Object point labels
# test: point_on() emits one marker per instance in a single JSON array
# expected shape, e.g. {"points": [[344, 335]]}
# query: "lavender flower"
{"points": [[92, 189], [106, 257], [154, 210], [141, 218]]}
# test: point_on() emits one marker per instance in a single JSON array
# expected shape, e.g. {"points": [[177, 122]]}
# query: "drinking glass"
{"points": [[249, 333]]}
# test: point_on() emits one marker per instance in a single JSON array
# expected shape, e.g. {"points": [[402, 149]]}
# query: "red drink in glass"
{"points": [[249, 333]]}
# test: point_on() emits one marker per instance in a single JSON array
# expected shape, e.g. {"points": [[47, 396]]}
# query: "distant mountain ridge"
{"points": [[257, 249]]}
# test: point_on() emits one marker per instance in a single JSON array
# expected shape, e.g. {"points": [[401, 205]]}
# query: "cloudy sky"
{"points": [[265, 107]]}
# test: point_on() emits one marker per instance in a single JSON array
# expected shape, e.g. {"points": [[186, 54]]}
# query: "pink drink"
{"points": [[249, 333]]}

◆ **What is asked**: Repeat back the data above, exact to the last character.

◆ **Output for this exercise**:
# test: point_on() emits one marker per instance in a single JSON array
# expected shape, e.g. {"points": [[344, 335]]}
# query: "lavender flower"
{"points": [[92, 189], [106, 257], [154, 210], [141, 218]]}
# test: point_on() emits one marker per instance in a single JSON array
# expected shape, e.g. {"points": [[177, 122]]}
# query: "drinking glass"
{"points": [[249, 333]]}
# test: point_on() emits one marker per instance in a single JSON array
# expected shape, e.g. {"points": [[402, 149]]}
# query: "red drink in glass"
{"points": [[249, 333]]}
# test: point_on() emits one marker per instance in a single JSON array
# expected shape, e.g. {"points": [[47, 396]]}
# query: "distant mountain ridge"
{"points": [[257, 249]]}
# test: point_on() emits one marker per instance in a single JSON array
# expected shape, e.g. {"points": [[401, 205]]}
# query: "cloudy sky"
{"points": [[265, 107]]}
# test: point_on() emits one marker per instance in a single JSON array
# expected shape, e.g. {"points": [[186, 54]]}
# query: "pink drink"
{"points": [[249, 333]]}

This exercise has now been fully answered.